TASK DIRECTIONS -> Arrange every line of the items below as a Markdown table with the columns "No." and "Line," numbering each row and omitting blank lines. Leave the pictures out of the answer.

━━━━━━━━━━━━━━━━━━━━━━━━━━━━━━

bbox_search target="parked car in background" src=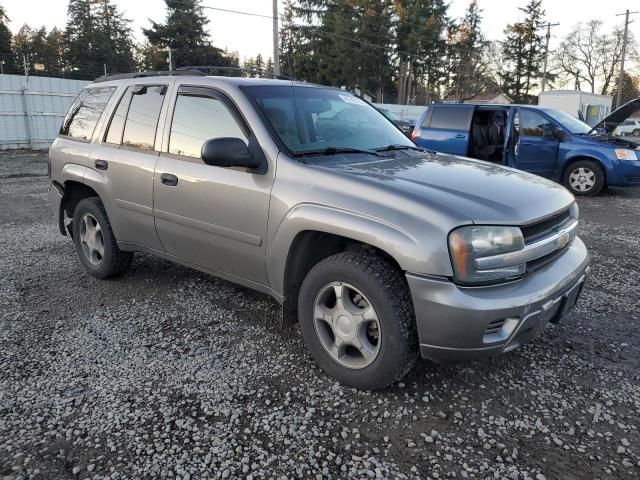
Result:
[613,118,640,137]
[49,71,588,389]
[378,108,416,138]
[412,99,640,195]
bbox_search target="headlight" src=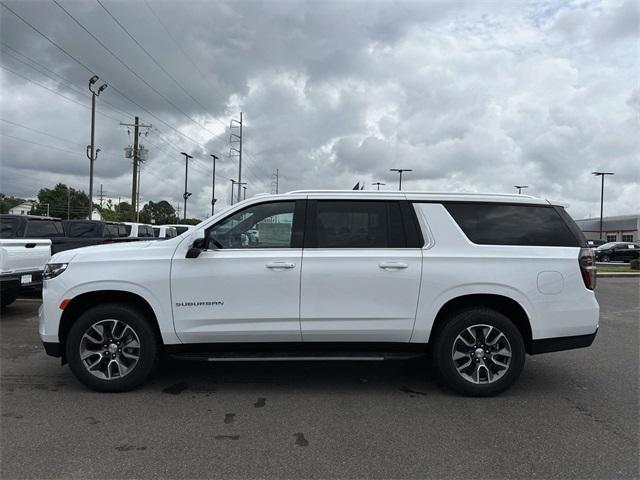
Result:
[42,263,69,280]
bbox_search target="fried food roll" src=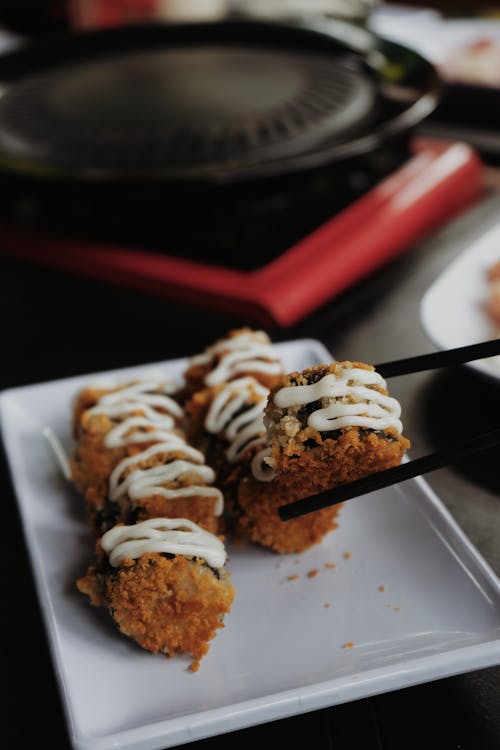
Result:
[184,328,283,398]
[236,362,410,553]
[71,379,223,536]
[77,518,234,671]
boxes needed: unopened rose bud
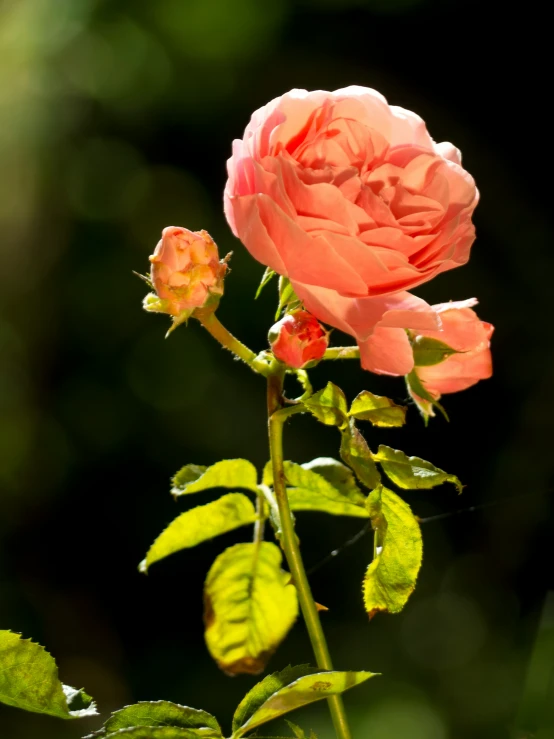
[143,226,227,325]
[269,310,329,369]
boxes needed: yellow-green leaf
[350,390,406,428]
[88,701,222,739]
[0,631,97,719]
[139,493,256,572]
[98,726,210,739]
[171,459,258,497]
[302,457,366,504]
[374,444,463,493]
[284,462,368,518]
[412,336,459,367]
[340,418,381,490]
[233,668,374,739]
[364,486,423,618]
[204,541,298,675]
[304,382,348,427]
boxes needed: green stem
[267,362,352,739]
[323,346,360,359]
[194,311,267,374]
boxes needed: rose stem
[194,311,261,372]
[267,362,352,739]
[323,346,360,359]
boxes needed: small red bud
[269,310,329,369]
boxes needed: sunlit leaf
[374,444,463,493]
[0,631,97,719]
[254,267,277,300]
[412,336,459,367]
[87,701,222,739]
[204,542,298,675]
[285,719,317,739]
[364,486,423,618]
[139,493,256,572]
[171,459,258,497]
[340,418,381,490]
[229,668,373,737]
[406,369,449,426]
[97,726,211,739]
[304,382,348,427]
[302,457,366,504]
[266,462,368,518]
[350,390,406,428]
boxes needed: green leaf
[340,418,381,490]
[284,462,368,518]
[88,701,222,739]
[350,390,406,428]
[97,726,211,739]
[302,457,366,505]
[364,486,423,618]
[204,541,298,675]
[406,369,450,426]
[232,665,312,736]
[139,493,256,573]
[285,719,317,739]
[275,277,302,320]
[304,382,348,428]
[254,267,277,300]
[233,668,373,737]
[171,459,258,497]
[0,631,97,719]
[373,444,463,493]
[412,336,459,367]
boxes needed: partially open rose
[414,298,494,399]
[225,87,478,333]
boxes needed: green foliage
[89,726,210,739]
[0,631,97,719]
[340,419,381,490]
[412,336,459,367]
[171,459,258,497]
[204,542,298,675]
[373,444,463,493]
[284,462,367,518]
[286,721,317,739]
[226,667,373,739]
[254,267,277,300]
[405,369,449,426]
[350,390,406,428]
[364,486,423,618]
[302,457,366,504]
[88,701,222,739]
[304,382,348,428]
[139,493,256,573]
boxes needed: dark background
[0,0,554,739]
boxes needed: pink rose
[144,226,227,322]
[269,310,329,369]
[225,87,478,342]
[414,299,494,400]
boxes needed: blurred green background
[0,0,554,739]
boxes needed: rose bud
[414,299,494,399]
[144,226,227,326]
[269,310,329,369]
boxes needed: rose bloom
[414,299,494,400]
[269,310,329,369]
[145,226,227,316]
[224,87,478,352]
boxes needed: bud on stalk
[143,226,227,330]
[269,310,329,369]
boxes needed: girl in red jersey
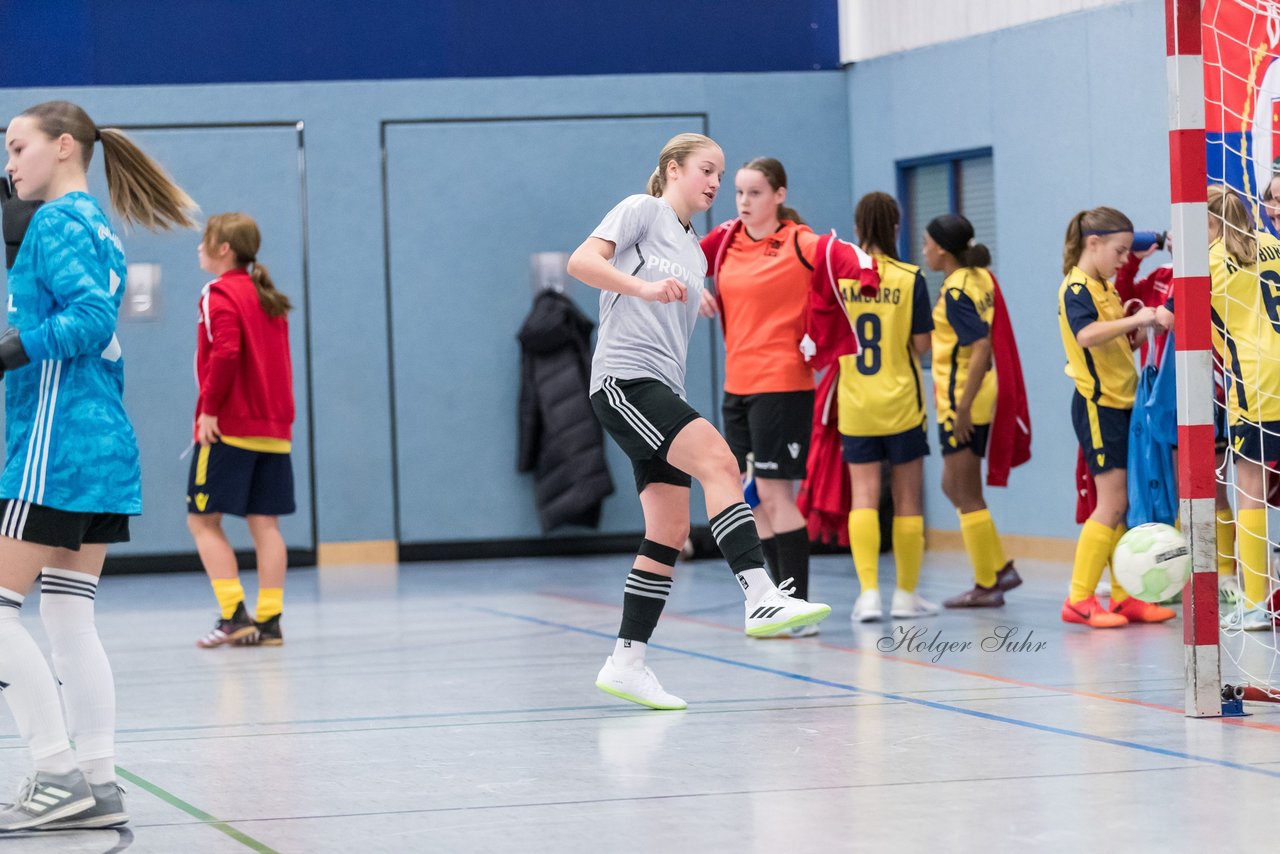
[701,157,818,636]
[187,214,294,649]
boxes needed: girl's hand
[698,288,719,318]
[196,412,223,448]
[636,277,689,305]
[1133,306,1156,329]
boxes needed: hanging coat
[516,291,613,534]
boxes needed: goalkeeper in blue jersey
[0,101,195,831]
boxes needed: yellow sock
[1068,519,1116,604]
[1235,507,1267,608]
[849,510,879,593]
[960,508,1005,588]
[1215,507,1235,575]
[253,588,284,622]
[1107,522,1129,603]
[893,516,924,593]
[209,579,244,620]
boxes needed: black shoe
[942,584,1005,608]
[996,561,1023,593]
[196,602,257,649]
[244,615,284,647]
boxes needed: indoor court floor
[0,552,1280,854]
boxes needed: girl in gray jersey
[568,133,831,709]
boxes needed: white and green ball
[1111,522,1192,602]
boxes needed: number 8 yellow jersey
[837,255,933,437]
[1208,232,1280,425]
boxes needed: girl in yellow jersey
[837,192,938,622]
[924,214,1023,608]
[1208,186,1280,631]
[1057,207,1175,629]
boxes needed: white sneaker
[888,589,941,620]
[1217,575,1240,604]
[1219,602,1275,631]
[595,656,689,711]
[746,579,831,638]
[849,588,884,622]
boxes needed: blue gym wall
[846,0,1169,536]
[0,72,851,554]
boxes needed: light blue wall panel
[846,0,1169,536]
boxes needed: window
[897,149,1000,298]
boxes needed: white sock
[736,567,778,606]
[613,638,649,667]
[0,588,76,775]
[40,566,115,784]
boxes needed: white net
[1203,0,1280,700]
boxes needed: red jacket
[987,270,1032,487]
[796,234,879,545]
[196,269,293,440]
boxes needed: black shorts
[187,442,297,516]
[721,392,813,480]
[1230,421,1280,463]
[0,498,129,552]
[591,376,701,493]
[840,424,929,466]
[1071,392,1133,475]
[938,420,991,457]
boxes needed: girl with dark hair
[924,214,1021,608]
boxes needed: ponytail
[248,261,293,318]
[1062,210,1088,275]
[205,213,293,318]
[1208,184,1258,266]
[778,205,808,225]
[1062,206,1133,275]
[99,128,200,232]
[22,101,200,232]
[854,191,902,261]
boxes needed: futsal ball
[1111,522,1192,602]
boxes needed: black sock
[760,536,786,584]
[710,503,764,574]
[774,528,809,599]
[618,570,672,644]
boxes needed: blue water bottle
[1129,232,1169,252]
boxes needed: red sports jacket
[196,269,294,440]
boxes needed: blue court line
[471,606,1280,780]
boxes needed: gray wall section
[846,0,1169,536]
[0,72,851,554]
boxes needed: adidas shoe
[849,588,884,622]
[595,656,689,711]
[888,591,942,620]
[0,768,95,832]
[40,780,129,830]
[196,602,257,649]
[746,579,831,638]
[236,615,284,647]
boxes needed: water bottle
[1129,232,1169,252]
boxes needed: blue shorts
[938,420,991,457]
[840,424,929,466]
[1228,421,1280,465]
[187,442,297,516]
[1071,392,1133,475]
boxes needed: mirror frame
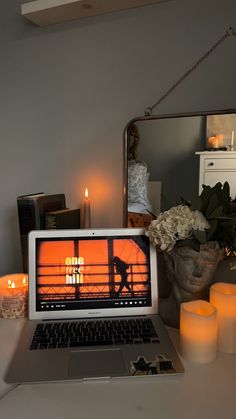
[123,108,236,227]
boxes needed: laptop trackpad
[69,348,126,378]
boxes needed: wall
[0,0,236,274]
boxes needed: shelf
[21,0,166,26]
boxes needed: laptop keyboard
[30,318,159,350]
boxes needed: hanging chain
[144,26,236,116]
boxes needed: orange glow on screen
[37,239,149,300]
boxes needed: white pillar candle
[180,300,217,364]
[210,282,236,353]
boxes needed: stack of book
[17,192,80,273]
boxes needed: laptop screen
[35,235,151,311]
[29,228,158,319]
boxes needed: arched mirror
[124,109,236,227]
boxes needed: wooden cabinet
[196,151,236,199]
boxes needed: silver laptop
[5,228,184,383]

━━━━━━━━━━━━━━━━━━━━━━━━━━━━━━

COMPLETED EXERCISE ->
| No. | Line |
|---|---|
| 1 | bbox_search target="parked car in background" src= |
| 2 | Result: |
| 3 | [613,118,640,137] |
| 4 | [49,71,588,389] |
| 5 | [378,108,416,138] |
| 6 | [412,99,640,195] |
| 7 | bbox_search target="headlight" src= |
| 8 | Result: |
| 9 | [42,263,69,280] |
| 10 | bbox_search target="fried food roll" src= |
| 11 | Result: |
| 12 | [184,328,283,398] |
| 13 | [236,362,410,553] |
| 14 | [71,379,223,536] |
| 15 | [77,518,234,671] |
| 16 | boxes needed: unopened rose bud |
| 17 | [143,226,227,325] |
| 18 | [269,310,329,369] |
| 19 | boxes needed: yellow-green leaf |
| 20 | [350,390,406,428] |
| 21 | [88,701,222,739] |
| 22 | [0,631,97,719] |
| 23 | [139,493,256,572] |
| 24 | [98,726,210,739] |
| 25 | [171,459,258,497] |
| 26 | [302,457,366,504] |
| 27 | [374,444,463,493] |
| 28 | [284,462,368,518] |
| 29 | [412,336,459,367] |
| 30 | [340,418,381,490] |
| 31 | [233,668,374,739] |
| 32 | [364,486,423,618] |
| 33 | [204,541,298,675] |
| 34 | [304,382,348,427] |
| 35 | boxes needed: green stem |
| 36 | [267,362,352,739] |
| 37 | [323,346,360,359] |
| 38 | [194,311,267,374] |
| 39 | boxes needed: rose stem |
| 40 | [194,311,261,372] |
| 41 | [267,362,352,739] |
| 42 | [323,346,360,359] |
| 43 | boxes needed: small red bud |
| 44 | [269,310,329,369] |
| 45 | boxes needed: sunlit leaf |
| 46 | [374,444,463,493] |
| 47 | [0,631,97,719] |
| 48 | [254,267,277,300] |
| 49 | [412,336,459,367] |
| 50 | [87,701,222,739] |
| 51 | [204,542,298,675] |
| 52 | [285,719,317,739] |
| 53 | [364,486,423,618] |
| 54 | [139,493,256,572] |
| 55 | [171,459,258,497] |
| 56 | [340,418,381,490] |
| 57 | [229,668,373,737] |
| 58 | [406,369,449,426] |
| 59 | [97,726,211,739] |
| 60 | [304,382,348,427] |
| 61 | [302,457,366,504] |
| 62 | [266,462,368,518] |
| 63 | [350,390,406,428] |
| 64 | boxes needed: green leaf |
| 65 | [340,418,381,490] |
| 66 | [284,462,368,518] |
| 67 | [88,701,222,739] |
| 68 | [350,390,406,428] |
| 69 | [97,726,211,739] |
| 70 | [302,457,366,505] |
| 71 | [364,486,423,618] |
| 72 | [204,541,298,675] |
| 73 | [406,369,450,426] |
| 74 | [232,665,312,736] |
| 75 | [139,493,256,573] |
| 76 | [285,719,317,739] |
| 77 | [275,277,302,320] |
| 78 | [304,382,348,428] |
| 79 | [254,267,277,300] |
| 80 | [233,668,373,737] |
| 81 | [171,459,258,497] |
| 82 | [0,631,97,719] |
| 83 | [373,444,463,493] |
| 84 | [412,336,459,367] |
| 85 | boxes needed: partially open rose |
| 86 | [414,298,494,399] |
| 87 | [225,87,478,333] |
| 88 | boxes needed: green foliage |
| 89 | [89,726,210,739] |
| 90 | [0,631,97,719] |
| 91 | [340,419,381,490] |
| 92 | [412,336,459,367] |
| 93 | [171,459,258,497] |
| 94 | [204,542,298,675] |
| 95 | [373,444,463,493] |
| 96 | [284,462,367,518] |
| 97 | [286,721,317,739] |
| 98 | [226,667,373,739] |
| 99 | [254,267,277,300] |
| 100 | [405,369,449,426] |
| 101 | [350,390,406,428] |
| 102 | [364,486,423,618] |
| 103 | [302,457,366,504] |
| 104 | [88,701,222,739] |
| 105 | [304,382,348,428] |
| 106 | [139,493,256,573] |
| 107 | boxes needed: dark background |
| 108 | [0,0,554,739] |
| 109 | boxes needed: pink rose |
| 110 | [144,226,227,322] |
| 111 | [269,310,329,369] |
| 112 | [225,87,478,342] |
| 113 | [414,299,494,400] |
| 114 | boxes needed: blurred green background |
| 115 | [0,0,554,739] |
| 116 | boxes needed: rose bud |
| 117 | [414,299,494,399] |
| 118 | [144,226,227,326] |
| 119 | [269,310,329,369] |
| 120 | boxes needed: rose bloom |
| 121 | [414,299,494,400] |
| 122 | [269,310,329,369] |
| 123 | [145,226,227,316] |
| 124 | [224,87,478,352] |
| 125 | boxes needed: bud on stalk |
| 126 | [143,226,227,330] |
| 127 | [269,310,329,369] |
| 128 | boxes needed: girl in red jersey |
| 129 | [701,157,818,636] |
| 130 | [187,214,294,649] |
| 131 | boxes needed: girl's hand |
| 132 | [698,288,719,318] |
| 133 | [196,412,223,448] |
| 134 | [636,277,689,305] |
| 135 | [1133,306,1156,329] |
| 136 | boxes needed: hanging coat |
| 137 | [516,291,613,534] |
| 138 | boxes needed: goalkeeper in blue jersey |
| 139 | [0,101,195,831] |
| 140 | boxes needed: yellow sock |
| 141 | [1068,519,1116,604] |
| 142 | [1235,507,1267,608] |
| 143 | [849,510,879,593] |
| 144 | [960,508,1005,588] |
| 145 | [1215,507,1235,575] |
| 146 | [253,588,284,622] |
| 147 | [1107,522,1129,603] |
| 148 | [893,516,924,593] |
| 149 | [209,579,244,620] |
| 150 | boxes needed: black shoe |
| 151 | [942,584,1005,608] |
| 152 | [996,561,1023,593] |
| 153 | [196,602,257,649] |
| 154 | [244,615,284,647] |
| 155 | boxes needed: indoor court floor |
| 156 | [0,552,1280,854] |
| 157 | boxes needed: girl in gray jersey |
| 158 | [568,133,831,709] |
| 159 | boxes needed: white and green ball |
| 160 | [1111,522,1192,602] |
| 161 | boxes needed: number 8 yellow jersey |
| 162 | [837,255,933,437] |
| 163 | [1208,232,1280,425] |
| 164 | boxes needed: girl in yellow jersey |
| 165 | [837,192,938,622] |
| 166 | [924,214,1023,608] |
| 167 | [1208,186,1280,631] |
| 168 | [1057,207,1175,629] |
| 169 | boxes needed: white sneaker |
| 170 | [888,589,941,620] |
| 171 | [1217,575,1240,604] |
| 172 | [1219,602,1275,631] |
| 173 | [595,656,689,711] |
| 174 | [746,579,831,638] |
| 175 | [849,588,884,622] |
| 176 | boxes needed: blue gym wall |
| 177 | [846,0,1169,536] |
| 178 | [0,72,851,554] |
| 179 | boxes needed: light blue wall panel |
| 180 | [846,0,1169,536] |
| 181 | boxes needed: window |
| 182 | [897,149,1000,298] |
| 183 | boxes needed: white sock |
| 184 | [736,567,778,606] |
| 185 | [613,638,649,667] |
| 186 | [0,588,76,775] |
| 187 | [40,566,115,784] |
| 188 | boxes needed: white net |
| 189 | [1203,0,1280,700] |
| 190 | boxes needed: red jacket |
| 191 | [987,270,1032,487] |
| 192 | [796,234,879,545] |
| 193 | [196,269,293,440] |
| 194 | boxes needed: black shorts |
| 195 | [187,442,297,516] |
| 196 | [721,392,813,480] |
| 197 | [1230,421,1280,463] |
| 198 | [0,498,129,552] |
| 199 | [591,376,701,493] |
| 200 | [840,424,929,466] |
| 201 | [1071,392,1133,475] |
| 202 | [938,420,991,457] |
| 203 | boxes needed: girl with dark hair |
| 204 | [924,214,1021,608] |
| 205 | boxes needed: ponytail |
| 206 | [248,261,293,318] |
| 207 | [1062,210,1088,275] |
| 208 | [205,213,293,318] |
| 209 | [1208,184,1258,266] |
| 210 | [778,205,808,225] |
| 211 | [1062,206,1133,275] |
| 212 | [99,128,200,232] |
| 213 | [22,101,200,232] |
| 214 | [854,191,902,261] |
| 215 | boxes needed: futsal ball |
| 216 | [1111,522,1192,602] |
| 217 | boxes needed: black sock |
| 218 | [760,536,786,584] |
| 219 | [710,503,764,574] |
| 220 | [774,528,809,599] |
| 221 | [618,570,672,644] |
| 222 | boxes needed: blue water bottle |
| 223 | [1129,232,1169,252] |
| 224 | boxes needed: red sports jacket |
| 225 | [196,269,294,440] |
| 226 | boxes needed: blue court line |
| 227 | [471,606,1280,780] |
| 228 | boxes needed: gray wall section |
| 229 | [846,0,1169,536] |
| 230 | [0,72,851,554] |
| 231 | boxes needed: adidas shoe |
| 232 | [849,588,884,622] |
| 233 | [595,656,689,711] |
| 234 | [888,591,942,620] |
| 235 | [0,768,95,832] |
| 236 | [40,780,129,830] |
| 237 | [196,602,257,649] |
| 238 | [746,579,831,638] |
| 239 | [236,615,284,647] |
| 240 | boxes needed: water bottle |
| 241 | [1129,232,1169,252] |
| 242 | boxes needed: blue shorts |
| 243 | [938,420,991,457] |
| 244 | [840,424,929,466] |
| 245 | [1228,421,1280,465] |
| 246 | [187,442,297,516] |
| 247 | [1071,392,1133,475] |
| 248 | boxes needed: mirror frame |
| 249 | [123,108,236,227] |
| 250 | boxes needed: laptop trackpad |
| 251 | [69,348,126,378] |
| 252 | boxes needed: wall |
| 253 | [0,0,236,274] |
| 254 | boxes needed: shelf |
| 255 | [21,0,166,26] |
| 256 | boxes needed: laptop keyboard |
| 257 | [30,318,159,350] |
| 258 | boxes needed: hanging chain |
| 259 | [144,26,236,116] |
| 260 | boxes needed: orange glow on screen |
| 261 | [37,239,149,300] |
| 262 | boxes needed: white pillar candle |
| 263 | [180,300,217,364] |
| 264 | [210,282,236,353] |
| 265 | boxes needed: stack of book |
| 266 | [17,192,80,273] |
| 267 | boxes needed: laptop screen |
| 268 | [35,235,151,311] |
| 269 | [29,228,158,319] |
| 270 | boxes needed: arched mirror |
| 271 | [124,109,236,227] |
| 272 | boxes needed: wooden cabinet |
| 273 | [196,151,236,199] |
| 274 | boxes needed: silver laptop |
| 275 | [5,228,184,383] |